## 要求:
请原样列出下面含有字符串“shrub”的每一行。

_ _ _

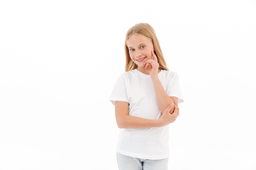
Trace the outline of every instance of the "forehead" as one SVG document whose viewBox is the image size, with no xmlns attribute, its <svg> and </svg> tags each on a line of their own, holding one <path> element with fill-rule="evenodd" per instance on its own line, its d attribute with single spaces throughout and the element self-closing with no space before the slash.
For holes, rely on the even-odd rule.
<svg viewBox="0 0 256 170">
<path fill-rule="evenodd" d="M 132 34 L 127 40 L 128 46 L 136 46 L 141 44 L 150 43 L 150 42 L 152 43 L 152 41 L 150 39 L 138 34 Z"/>
</svg>

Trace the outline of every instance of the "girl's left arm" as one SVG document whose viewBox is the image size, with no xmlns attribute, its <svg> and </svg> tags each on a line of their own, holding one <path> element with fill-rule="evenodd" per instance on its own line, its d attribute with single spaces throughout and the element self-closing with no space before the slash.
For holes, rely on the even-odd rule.
<svg viewBox="0 0 256 170">
<path fill-rule="evenodd" d="M 174 103 L 177 107 L 178 98 L 175 97 L 170 97 L 167 95 L 158 78 L 159 64 L 157 62 L 157 57 L 153 51 L 151 51 L 151 54 L 152 58 L 147 60 L 144 64 L 146 68 L 149 67 L 149 74 L 153 82 L 157 104 L 161 112 L 163 113 L 168 106 L 172 103 Z M 170 113 L 173 113 L 174 110 L 174 107 L 172 108 Z"/>
<path fill-rule="evenodd" d="M 157 104 L 161 112 L 162 113 L 164 113 L 168 106 L 172 103 L 174 103 L 177 107 L 178 98 L 175 97 L 170 97 L 167 95 L 163 87 L 162 84 L 158 79 L 158 76 L 152 78 L 152 79 L 157 101 Z M 174 107 L 172 108 L 170 113 L 172 113 L 174 110 Z"/>
</svg>

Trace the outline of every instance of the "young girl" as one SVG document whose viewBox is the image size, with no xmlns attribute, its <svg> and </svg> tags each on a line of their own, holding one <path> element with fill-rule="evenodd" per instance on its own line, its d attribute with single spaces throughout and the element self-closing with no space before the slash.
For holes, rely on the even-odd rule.
<svg viewBox="0 0 256 170">
<path fill-rule="evenodd" d="M 155 31 L 139 23 L 127 32 L 126 72 L 110 97 L 120 128 L 119 170 L 167 170 L 169 126 L 183 102 L 177 73 L 169 71 Z"/>
</svg>

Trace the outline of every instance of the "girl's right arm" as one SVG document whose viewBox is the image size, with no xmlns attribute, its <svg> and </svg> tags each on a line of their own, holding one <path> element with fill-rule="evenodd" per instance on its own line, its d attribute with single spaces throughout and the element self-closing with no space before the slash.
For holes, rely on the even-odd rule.
<svg viewBox="0 0 256 170">
<path fill-rule="evenodd" d="M 170 110 L 173 107 L 175 107 L 174 111 L 171 114 Z M 153 120 L 130 116 L 128 110 L 128 103 L 115 102 L 116 120 L 119 128 L 141 129 L 163 126 L 174 121 L 179 115 L 179 108 L 175 104 L 171 104 L 166 108 L 159 119 Z"/>
</svg>

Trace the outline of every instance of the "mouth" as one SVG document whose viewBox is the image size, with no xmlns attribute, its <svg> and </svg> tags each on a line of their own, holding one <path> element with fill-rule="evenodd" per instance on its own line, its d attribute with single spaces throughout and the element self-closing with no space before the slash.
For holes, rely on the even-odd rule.
<svg viewBox="0 0 256 170">
<path fill-rule="evenodd" d="M 146 58 L 146 57 L 144 57 L 143 58 L 140 58 L 139 59 L 136 60 L 138 62 L 141 62 L 144 60 Z"/>
</svg>

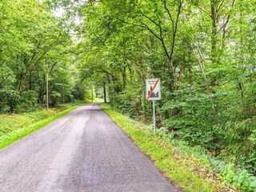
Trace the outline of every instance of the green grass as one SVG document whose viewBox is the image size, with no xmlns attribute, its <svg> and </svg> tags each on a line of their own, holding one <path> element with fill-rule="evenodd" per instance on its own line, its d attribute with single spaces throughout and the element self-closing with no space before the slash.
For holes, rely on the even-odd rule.
<svg viewBox="0 0 256 192">
<path fill-rule="evenodd" d="M 102 103 L 101 107 L 177 187 L 191 192 L 227 191 L 213 177 L 212 173 L 205 171 L 201 158 L 184 153 L 178 146 L 154 135 L 145 124 L 111 110 L 108 105 Z"/>
<path fill-rule="evenodd" d="M 75 101 L 62 104 L 58 108 L 50 108 L 48 111 L 44 109 L 20 114 L 0 115 L 0 149 L 41 129 L 82 103 Z"/>
</svg>

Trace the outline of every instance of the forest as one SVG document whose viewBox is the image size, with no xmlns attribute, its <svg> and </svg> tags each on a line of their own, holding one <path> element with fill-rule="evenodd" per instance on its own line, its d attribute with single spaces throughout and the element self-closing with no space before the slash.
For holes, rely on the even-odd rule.
<svg viewBox="0 0 256 192">
<path fill-rule="evenodd" d="M 255 56 L 253 0 L 2 0 L 0 113 L 45 107 L 47 74 L 51 106 L 94 86 L 151 123 L 159 78 L 158 131 L 256 176 Z"/>
</svg>

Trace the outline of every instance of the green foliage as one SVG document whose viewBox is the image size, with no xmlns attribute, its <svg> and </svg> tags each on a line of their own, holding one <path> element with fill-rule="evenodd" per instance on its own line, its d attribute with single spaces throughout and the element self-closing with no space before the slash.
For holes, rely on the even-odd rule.
<svg viewBox="0 0 256 192">
<path fill-rule="evenodd" d="M 78 82 L 64 26 L 44 2 L 0 2 L 0 113 L 35 110 L 46 102 L 46 64 L 50 105 L 74 98 Z"/>
<path fill-rule="evenodd" d="M 0 115 L 0 149 L 18 141 L 81 106 L 82 101 L 36 112 Z"/>
</svg>

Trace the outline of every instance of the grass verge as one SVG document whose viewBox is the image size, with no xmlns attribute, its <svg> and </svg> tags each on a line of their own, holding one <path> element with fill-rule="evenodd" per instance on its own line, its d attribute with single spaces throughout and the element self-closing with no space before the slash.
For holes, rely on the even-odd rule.
<svg viewBox="0 0 256 192">
<path fill-rule="evenodd" d="M 50 108 L 21 114 L 0 115 L 0 150 L 41 129 L 50 122 L 82 105 L 82 102 L 66 103 Z"/>
<path fill-rule="evenodd" d="M 212 173 L 204 169 L 203 158 L 184 152 L 178 146 L 165 142 L 145 124 L 112 110 L 105 103 L 101 107 L 122 128 L 155 166 L 170 181 L 184 191 L 231 191 L 222 186 L 212 177 Z"/>
</svg>

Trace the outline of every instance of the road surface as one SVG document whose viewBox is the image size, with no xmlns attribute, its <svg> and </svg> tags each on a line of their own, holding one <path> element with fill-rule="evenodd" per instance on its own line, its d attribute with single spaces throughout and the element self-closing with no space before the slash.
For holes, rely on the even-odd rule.
<svg viewBox="0 0 256 192">
<path fill-rule="evenodd" d="M 95 103 L 0 150 L 0 191 L 177 190 Z"/>
</svg>

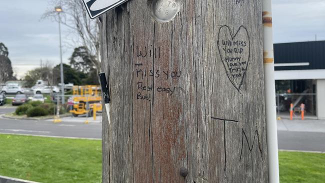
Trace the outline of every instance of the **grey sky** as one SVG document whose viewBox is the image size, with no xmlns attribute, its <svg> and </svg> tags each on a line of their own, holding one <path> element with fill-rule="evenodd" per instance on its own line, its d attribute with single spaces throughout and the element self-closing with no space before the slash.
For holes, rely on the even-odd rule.
<svg viewBox="0 0 325 183">
<path fill-rule="evenodd" d="M 272 4 L 274 42 L 314 40 L 315 34 L 325 40 L 325 0 L 273 0 Z M 8 47 L 16 72 L 22 72 L 19 65 L 35 66 L 40 59 L 60 62 L 58 23 L 40 21 L 47 0 L 1 0 L 0 5 L 0 42 Z M 67 32 L 62 27 L 66 62 L 72 52 Z"/>
</svg>

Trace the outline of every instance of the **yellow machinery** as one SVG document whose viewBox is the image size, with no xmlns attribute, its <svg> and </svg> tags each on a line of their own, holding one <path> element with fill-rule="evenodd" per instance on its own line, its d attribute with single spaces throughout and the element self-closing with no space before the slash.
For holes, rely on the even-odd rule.
<svg viewBox="0 0 325 183">
<path fill-rule="evenodd" d="M 92 116 L 94 111 L 102 110 L 102 96 L 100 88 L 96 85 L 74 86 L 72 88 L 73 109 L 70 112 L 74 116 L 88 114 Z"/>
</svg>

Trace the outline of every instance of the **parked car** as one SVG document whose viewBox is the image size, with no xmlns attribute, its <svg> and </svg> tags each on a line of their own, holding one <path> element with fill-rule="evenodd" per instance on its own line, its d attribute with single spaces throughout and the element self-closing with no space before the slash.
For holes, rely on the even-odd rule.
<svg viewBox="0 0 325 183">
<path fill-rule="evenodd" d="M 5 86 L 1 89 L 1 93 L 4 94 L 21 94 L 24 92 L 24 88 L 18 85 Z"/>
<path fill-rule="evenodd" d="M 27 96 L 24 94 L 18 94 L 12 98 L 12 106 L 24 104 L 28 101 Z"/>
<path fill-rule="evenodd" d="M 58 104 L 58 101 L 59 102 L 61 102 L 61 98 L 62 96 L 59 93 L 54 94 L 52 96 L 52 100 L 53 100 L 54 104 Z"/>
<path fill-rule="evenodd" d="M 6 95 L 4 94 L 0 94 L 0 106 L 2 106 L 6 104 Z"/>
<path fill-rule="evenodd" d="M 60 92 L 60 89 L 56 86 L 44 86 L 42 87 L 35 87 L 32 88 L 34 94 L 52 94 L 58 93 Z"/>
<path fill-rule="evenodd" d="M 32 97 L 32 101 L 40 101 L 42 103 L 44 103 L 45 98 L 44 98 L 44 96 L 42 94 L 36 94 Z"/>
</svg>

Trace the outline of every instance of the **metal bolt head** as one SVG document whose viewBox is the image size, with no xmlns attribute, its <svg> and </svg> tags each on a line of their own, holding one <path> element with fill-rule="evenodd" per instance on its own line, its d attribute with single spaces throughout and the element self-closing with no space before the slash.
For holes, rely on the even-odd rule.
<svg viewBox="0 0 325 183">
<path fill-rule="evenodd" d="M 188 174 L 188 170 L 184 167 L 182 167 L 180 170 L 180 174 L 182 176 L 186 177 Z"/>
</svg>

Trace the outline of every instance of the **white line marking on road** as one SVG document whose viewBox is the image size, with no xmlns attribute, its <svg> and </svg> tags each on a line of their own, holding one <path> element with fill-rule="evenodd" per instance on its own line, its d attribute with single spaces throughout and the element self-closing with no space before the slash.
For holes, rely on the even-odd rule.
<svg viewBox="0 0 325 183">
<path fill-rule="evenodd" d="M 18 135 L 18 136 L 42 136 L 42 137 L 44 137 L 44 138 L 70 138 L 70 139 L 84 139 L 84 140 L 102 140 L 102 138 L 76 138 L 76 137 L 73 137 L 73 136 L 43 136 L 43 135 L 42 135 L 42 134 L 5 133 L 5 132 L 0 132 L 0 134 Z"/>
<path fill-rule="evenodd" d="M 74 125 L 74 124 L 59 124 L 58 126 L 76 126 L 76 125 Z"/>
<path fill-rule="evenodd" d="M 48 131 L 28 130 L 21 130 L 21 129 L 0 128 L 0 130 L 10 131 L 10 132 L 36 132 L 36 133 L 41 133 L 41 134 L 50 134 L 51 132 L 48 132 Z"/>
</svg>

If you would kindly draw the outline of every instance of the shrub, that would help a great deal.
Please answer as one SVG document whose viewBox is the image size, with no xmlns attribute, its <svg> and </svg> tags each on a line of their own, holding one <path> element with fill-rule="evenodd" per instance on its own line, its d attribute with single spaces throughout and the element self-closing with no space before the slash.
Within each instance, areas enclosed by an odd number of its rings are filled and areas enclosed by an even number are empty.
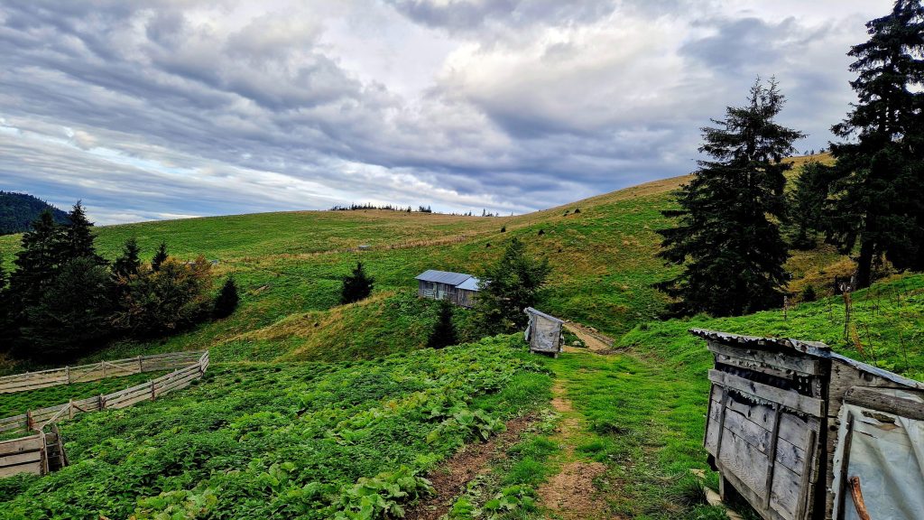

_ _ _

## 输出如下:
If you would kindly draw the outline of every instance of the shrub, that would help a great deal.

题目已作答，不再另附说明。